> **DATA SHOWN**:
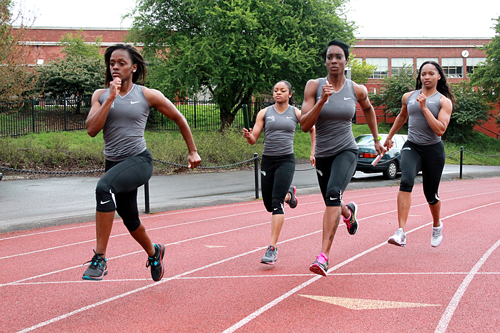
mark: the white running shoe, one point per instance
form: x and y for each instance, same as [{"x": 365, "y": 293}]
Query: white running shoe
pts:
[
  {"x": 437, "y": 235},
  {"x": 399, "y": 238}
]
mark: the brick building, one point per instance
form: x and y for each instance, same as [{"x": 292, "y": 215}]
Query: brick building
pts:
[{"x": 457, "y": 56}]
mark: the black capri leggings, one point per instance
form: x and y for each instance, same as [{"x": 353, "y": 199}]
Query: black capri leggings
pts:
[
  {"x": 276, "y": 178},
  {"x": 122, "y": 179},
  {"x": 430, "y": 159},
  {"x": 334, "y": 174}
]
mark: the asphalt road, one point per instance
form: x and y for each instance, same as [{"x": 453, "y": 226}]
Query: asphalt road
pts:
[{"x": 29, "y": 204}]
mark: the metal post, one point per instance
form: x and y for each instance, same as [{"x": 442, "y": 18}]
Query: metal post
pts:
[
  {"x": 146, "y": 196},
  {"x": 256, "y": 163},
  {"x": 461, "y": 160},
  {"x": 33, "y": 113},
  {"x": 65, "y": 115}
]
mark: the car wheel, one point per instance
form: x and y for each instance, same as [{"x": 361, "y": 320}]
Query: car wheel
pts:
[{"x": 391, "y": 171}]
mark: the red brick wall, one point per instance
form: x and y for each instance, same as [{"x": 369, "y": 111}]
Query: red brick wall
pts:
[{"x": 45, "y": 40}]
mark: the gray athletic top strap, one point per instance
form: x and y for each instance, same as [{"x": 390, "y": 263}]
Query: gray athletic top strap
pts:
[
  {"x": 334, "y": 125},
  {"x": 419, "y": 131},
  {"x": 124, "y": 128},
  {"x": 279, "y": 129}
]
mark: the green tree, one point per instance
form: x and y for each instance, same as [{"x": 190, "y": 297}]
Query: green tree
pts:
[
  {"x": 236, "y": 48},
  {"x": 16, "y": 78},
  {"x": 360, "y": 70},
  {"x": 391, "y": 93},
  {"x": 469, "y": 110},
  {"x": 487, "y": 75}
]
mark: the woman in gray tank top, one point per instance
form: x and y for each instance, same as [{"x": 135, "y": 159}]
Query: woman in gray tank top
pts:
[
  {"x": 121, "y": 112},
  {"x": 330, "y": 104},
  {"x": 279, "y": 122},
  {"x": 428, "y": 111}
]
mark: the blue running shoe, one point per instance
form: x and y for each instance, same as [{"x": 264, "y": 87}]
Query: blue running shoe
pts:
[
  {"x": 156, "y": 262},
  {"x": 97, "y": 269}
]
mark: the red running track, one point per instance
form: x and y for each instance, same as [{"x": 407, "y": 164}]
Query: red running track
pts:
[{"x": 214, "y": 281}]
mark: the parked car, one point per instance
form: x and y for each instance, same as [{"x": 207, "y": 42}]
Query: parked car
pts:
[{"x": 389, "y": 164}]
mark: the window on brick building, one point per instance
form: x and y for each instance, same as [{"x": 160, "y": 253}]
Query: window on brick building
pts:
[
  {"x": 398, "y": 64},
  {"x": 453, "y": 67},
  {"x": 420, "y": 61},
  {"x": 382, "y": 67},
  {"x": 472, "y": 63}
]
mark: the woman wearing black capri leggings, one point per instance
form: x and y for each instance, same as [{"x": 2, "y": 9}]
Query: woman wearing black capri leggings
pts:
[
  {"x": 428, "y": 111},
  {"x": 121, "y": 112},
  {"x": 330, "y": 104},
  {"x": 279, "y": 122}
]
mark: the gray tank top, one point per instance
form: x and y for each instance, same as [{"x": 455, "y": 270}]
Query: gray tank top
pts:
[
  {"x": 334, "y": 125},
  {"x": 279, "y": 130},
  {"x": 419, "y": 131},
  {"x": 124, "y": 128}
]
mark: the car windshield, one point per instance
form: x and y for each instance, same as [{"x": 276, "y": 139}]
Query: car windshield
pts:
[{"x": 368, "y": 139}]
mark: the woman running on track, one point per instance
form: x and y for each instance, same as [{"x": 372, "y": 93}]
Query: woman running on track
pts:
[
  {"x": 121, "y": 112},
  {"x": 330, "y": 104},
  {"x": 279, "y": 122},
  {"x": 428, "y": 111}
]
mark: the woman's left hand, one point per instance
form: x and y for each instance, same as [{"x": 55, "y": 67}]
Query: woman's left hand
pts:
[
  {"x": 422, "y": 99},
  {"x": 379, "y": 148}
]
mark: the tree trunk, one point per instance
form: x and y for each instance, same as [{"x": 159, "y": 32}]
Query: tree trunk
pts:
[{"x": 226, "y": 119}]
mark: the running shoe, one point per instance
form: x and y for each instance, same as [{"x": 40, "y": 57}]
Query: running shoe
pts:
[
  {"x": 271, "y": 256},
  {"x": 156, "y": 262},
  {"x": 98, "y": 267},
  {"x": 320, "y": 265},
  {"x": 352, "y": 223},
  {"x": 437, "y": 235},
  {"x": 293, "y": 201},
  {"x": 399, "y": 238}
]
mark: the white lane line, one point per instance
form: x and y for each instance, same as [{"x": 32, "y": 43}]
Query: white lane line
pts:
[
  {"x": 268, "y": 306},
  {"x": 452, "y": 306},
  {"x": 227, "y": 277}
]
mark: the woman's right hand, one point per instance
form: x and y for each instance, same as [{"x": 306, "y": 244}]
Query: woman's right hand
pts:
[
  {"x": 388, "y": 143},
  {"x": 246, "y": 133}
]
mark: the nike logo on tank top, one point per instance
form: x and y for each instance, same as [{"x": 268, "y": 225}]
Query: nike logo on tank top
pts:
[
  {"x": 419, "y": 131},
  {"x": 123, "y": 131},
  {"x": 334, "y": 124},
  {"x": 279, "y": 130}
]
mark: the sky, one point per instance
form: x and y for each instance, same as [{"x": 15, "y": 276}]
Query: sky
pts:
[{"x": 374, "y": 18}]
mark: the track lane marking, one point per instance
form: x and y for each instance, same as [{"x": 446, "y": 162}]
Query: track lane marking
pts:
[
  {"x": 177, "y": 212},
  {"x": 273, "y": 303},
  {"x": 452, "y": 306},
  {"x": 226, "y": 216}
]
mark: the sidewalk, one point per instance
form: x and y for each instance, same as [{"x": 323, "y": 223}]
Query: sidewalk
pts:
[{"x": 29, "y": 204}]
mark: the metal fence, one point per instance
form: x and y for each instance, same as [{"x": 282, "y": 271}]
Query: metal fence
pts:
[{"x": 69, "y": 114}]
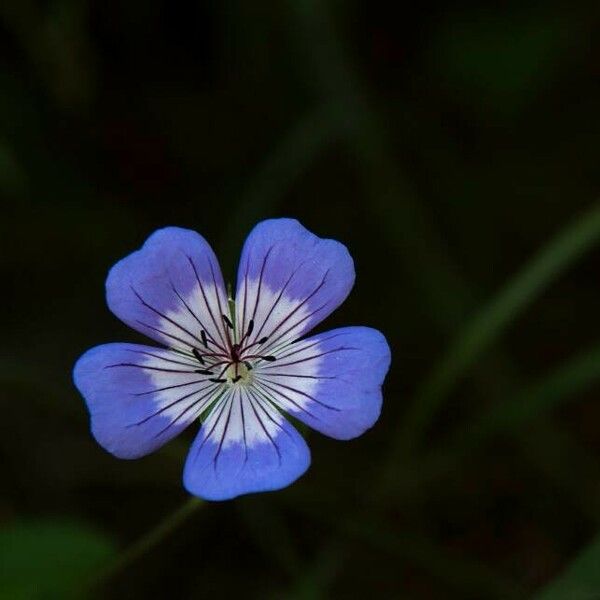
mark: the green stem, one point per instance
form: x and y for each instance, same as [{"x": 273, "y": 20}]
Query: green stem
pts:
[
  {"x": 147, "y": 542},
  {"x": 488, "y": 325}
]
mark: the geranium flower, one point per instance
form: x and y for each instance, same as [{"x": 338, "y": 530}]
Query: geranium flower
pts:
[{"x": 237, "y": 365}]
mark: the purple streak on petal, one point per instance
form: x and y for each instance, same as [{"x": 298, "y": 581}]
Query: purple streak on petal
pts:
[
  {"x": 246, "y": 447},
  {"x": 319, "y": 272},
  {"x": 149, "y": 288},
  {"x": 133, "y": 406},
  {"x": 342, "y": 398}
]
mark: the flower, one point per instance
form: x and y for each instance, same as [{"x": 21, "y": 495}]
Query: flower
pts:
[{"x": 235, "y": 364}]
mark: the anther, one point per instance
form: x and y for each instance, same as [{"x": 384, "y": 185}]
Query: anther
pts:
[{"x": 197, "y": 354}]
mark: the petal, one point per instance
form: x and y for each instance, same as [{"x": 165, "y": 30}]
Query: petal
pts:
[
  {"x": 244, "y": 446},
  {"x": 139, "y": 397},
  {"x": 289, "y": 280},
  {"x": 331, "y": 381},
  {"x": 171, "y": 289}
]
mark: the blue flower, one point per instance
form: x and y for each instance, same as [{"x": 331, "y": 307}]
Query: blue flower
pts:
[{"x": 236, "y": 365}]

> **WORK INSTRUCTIONS**: Find the line with "mark: the flower, one point per instance" in the listing above, then write out that line and each remaining line exactly, with no other text.

> **FULL RESPONSE**:
mark: the flower, one point per instance
form: x and y for each instance, same as [{"x": 21, "y": 495}]
Query: flower
pts:
[{"x": 235, "y": 364}]
mark: the anther, one point per instance
form: x and y for each instance, same as [{"x": 384, "y": 185}]
Query: anther
pts:
[{"x": 197, "y": 354}]
mark: the petal, one point per instance
form: x and y for each instance, same as [{"x": 165, "y": 30}]
Query: petal
pts:
[
  {"x": 244, "y": 446},
  {"x": 139, "y": 397},
  {"x": 289, "y": 280},
  {"x": 331, "y": 381},
  {"x": 171, "y": 289}
]
mark: the blue flower, one point per instance
form: x and y for each instance, same as [{"x": 331, "y": 307}]
Query: blue flower
pts:
[{"x": 236, "y": 365}]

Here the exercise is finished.